▶ _YOUR TASK_
Print the line that contains "If you could identify the dirt" and every line after it through the last line of the records below, exactly as written and nothing else.

▶ _GIVEN RECORDS_
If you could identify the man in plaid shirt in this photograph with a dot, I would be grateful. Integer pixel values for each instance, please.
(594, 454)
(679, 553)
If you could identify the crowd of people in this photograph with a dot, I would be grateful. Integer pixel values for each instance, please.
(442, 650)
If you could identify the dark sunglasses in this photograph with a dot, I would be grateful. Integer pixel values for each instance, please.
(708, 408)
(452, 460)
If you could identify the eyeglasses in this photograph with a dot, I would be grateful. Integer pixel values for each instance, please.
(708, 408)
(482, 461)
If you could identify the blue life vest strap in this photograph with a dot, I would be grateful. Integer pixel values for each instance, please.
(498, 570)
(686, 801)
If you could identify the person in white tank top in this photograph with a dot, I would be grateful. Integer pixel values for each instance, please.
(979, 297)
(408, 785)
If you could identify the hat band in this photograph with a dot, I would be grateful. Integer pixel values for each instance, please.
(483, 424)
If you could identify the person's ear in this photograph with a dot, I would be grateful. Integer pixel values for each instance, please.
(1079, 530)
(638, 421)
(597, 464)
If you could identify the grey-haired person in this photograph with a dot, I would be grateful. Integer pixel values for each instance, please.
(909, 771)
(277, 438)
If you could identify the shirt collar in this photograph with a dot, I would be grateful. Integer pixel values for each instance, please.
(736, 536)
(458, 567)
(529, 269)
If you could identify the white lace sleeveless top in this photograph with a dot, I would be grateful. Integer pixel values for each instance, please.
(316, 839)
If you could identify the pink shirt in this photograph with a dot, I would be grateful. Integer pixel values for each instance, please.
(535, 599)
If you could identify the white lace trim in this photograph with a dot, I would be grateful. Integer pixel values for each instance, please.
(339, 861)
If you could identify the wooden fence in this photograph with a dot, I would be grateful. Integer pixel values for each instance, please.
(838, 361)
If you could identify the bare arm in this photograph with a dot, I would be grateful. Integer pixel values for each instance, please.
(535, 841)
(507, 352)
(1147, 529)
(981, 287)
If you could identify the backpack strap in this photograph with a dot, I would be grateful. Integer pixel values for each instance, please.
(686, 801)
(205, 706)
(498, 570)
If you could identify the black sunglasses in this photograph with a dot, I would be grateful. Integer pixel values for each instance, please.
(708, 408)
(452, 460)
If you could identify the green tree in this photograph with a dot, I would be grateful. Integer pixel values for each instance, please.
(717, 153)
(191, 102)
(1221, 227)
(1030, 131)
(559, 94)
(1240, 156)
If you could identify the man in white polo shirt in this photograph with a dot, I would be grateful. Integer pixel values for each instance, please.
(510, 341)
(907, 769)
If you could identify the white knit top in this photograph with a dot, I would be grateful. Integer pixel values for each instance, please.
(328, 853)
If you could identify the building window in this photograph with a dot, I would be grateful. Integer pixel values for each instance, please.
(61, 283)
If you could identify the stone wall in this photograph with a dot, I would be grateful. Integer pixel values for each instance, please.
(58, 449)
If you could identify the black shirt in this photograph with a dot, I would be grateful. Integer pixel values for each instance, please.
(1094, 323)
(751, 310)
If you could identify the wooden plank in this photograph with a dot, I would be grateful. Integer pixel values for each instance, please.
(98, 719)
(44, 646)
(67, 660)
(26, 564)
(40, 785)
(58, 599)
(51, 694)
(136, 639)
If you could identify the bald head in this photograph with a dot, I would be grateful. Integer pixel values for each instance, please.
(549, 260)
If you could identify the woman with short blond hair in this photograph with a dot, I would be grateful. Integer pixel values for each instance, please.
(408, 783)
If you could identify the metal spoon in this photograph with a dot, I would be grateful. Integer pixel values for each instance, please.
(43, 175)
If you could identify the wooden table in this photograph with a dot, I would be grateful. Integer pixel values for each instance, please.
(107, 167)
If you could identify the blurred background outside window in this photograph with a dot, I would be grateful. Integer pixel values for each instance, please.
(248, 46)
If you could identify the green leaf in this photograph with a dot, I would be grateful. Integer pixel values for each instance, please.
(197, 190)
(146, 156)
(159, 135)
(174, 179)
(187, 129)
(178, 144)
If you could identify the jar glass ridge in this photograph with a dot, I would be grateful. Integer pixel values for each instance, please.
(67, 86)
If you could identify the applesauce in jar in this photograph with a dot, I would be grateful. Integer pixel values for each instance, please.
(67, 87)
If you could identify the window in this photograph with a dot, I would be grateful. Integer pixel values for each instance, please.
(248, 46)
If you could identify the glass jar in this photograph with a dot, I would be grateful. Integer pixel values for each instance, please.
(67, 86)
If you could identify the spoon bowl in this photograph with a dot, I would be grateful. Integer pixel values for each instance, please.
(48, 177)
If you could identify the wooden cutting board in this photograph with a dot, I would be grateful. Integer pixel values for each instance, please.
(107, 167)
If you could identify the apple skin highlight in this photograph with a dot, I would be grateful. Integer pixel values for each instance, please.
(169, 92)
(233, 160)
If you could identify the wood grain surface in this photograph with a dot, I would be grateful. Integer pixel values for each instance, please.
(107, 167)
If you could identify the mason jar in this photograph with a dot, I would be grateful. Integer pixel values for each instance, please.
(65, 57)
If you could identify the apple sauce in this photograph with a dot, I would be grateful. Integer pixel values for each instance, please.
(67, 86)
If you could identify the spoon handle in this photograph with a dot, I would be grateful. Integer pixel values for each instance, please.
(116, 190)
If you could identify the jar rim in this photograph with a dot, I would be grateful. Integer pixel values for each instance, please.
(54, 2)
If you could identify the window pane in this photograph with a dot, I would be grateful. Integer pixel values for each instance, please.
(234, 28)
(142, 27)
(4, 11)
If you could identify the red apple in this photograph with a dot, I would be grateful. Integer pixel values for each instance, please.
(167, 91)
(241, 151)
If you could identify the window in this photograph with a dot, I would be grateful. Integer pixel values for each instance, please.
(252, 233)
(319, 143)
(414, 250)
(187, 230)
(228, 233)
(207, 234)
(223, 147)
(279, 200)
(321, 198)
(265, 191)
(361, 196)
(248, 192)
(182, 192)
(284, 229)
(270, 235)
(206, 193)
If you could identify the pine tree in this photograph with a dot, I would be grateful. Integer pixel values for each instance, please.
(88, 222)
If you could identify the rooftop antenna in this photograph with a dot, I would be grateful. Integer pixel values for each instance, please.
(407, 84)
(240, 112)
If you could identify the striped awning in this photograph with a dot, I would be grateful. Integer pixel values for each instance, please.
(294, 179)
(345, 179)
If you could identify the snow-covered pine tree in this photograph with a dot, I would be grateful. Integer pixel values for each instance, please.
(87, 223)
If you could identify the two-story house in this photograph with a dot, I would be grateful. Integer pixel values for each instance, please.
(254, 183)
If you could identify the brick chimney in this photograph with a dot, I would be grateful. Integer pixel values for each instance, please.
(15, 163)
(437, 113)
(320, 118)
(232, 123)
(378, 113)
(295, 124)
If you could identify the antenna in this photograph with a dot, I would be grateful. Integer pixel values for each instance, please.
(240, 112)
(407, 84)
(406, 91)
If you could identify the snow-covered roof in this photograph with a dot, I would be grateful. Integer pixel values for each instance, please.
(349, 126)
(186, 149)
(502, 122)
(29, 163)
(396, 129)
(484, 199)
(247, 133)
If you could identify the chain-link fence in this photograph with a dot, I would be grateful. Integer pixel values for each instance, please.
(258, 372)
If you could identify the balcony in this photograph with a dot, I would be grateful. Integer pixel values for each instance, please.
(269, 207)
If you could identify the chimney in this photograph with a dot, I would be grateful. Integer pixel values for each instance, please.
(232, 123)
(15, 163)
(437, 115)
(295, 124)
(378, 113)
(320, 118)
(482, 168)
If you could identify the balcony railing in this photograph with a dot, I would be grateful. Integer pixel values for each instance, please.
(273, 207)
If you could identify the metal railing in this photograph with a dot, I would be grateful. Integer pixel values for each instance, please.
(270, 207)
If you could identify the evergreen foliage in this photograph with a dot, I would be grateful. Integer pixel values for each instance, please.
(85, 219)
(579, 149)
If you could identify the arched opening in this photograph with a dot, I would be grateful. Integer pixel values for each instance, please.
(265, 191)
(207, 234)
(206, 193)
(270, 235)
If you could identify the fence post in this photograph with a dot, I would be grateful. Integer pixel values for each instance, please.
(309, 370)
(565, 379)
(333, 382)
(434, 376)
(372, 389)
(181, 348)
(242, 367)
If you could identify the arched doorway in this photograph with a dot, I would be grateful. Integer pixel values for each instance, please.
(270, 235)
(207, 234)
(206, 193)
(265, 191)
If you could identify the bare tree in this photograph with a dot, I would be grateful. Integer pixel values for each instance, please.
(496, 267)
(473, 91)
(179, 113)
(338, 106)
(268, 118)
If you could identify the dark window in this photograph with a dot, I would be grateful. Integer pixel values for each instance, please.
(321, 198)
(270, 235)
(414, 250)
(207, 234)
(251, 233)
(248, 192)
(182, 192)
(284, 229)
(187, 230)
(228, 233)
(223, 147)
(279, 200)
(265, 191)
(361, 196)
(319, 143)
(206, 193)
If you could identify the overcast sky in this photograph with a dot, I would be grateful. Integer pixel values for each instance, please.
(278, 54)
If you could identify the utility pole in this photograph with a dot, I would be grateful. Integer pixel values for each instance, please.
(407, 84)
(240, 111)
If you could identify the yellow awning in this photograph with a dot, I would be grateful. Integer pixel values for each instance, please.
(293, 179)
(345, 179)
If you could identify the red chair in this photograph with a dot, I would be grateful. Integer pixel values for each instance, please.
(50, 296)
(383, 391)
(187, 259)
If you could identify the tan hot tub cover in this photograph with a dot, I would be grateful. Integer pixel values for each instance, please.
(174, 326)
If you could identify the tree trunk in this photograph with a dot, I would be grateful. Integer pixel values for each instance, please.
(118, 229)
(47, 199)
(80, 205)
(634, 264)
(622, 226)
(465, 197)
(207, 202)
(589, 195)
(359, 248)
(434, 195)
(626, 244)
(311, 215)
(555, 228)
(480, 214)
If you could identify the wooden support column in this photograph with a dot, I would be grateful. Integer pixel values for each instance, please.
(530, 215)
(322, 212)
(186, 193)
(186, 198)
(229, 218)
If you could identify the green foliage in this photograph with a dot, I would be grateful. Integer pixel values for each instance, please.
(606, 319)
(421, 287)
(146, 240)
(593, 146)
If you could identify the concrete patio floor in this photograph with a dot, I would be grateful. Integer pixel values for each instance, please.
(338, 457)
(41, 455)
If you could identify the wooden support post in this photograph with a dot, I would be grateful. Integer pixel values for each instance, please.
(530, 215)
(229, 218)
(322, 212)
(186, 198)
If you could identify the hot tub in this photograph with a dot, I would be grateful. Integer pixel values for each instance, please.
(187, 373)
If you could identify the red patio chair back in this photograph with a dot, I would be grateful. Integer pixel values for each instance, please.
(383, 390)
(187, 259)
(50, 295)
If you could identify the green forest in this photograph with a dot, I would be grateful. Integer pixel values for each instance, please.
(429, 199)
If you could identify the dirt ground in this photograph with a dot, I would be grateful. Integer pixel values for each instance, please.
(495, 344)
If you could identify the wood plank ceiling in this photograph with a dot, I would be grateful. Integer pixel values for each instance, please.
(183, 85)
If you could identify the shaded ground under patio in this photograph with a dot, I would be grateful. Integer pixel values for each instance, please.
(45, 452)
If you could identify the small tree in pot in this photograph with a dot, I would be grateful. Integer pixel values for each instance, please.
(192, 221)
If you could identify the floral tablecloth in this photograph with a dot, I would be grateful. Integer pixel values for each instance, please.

▶ _RIGHT ANSWER_
If you could identify the dirt ground in this photograph with a dot, I would be grateful. Integer pixel values for each instance, please.
(495, 344)
If you could identify the wood plank ceiling in this photograph with a dot, I would be grateful. Integer pixel values for each instance, please.
(183, 85)
If you could identify the shaded ground under patio in this photograph with a dot, I would be grateful. Integer pixel values for each instance, please.
(45, 452)
If you could identify the small tree in pot in this photograph with a dot, I would be grateful. Integer pixel values for each instance, please.
(192, 221)
If you could identify the floral tablecloth in this photograph with a dot, I would be grateful. Integer pixel values for each instance, please.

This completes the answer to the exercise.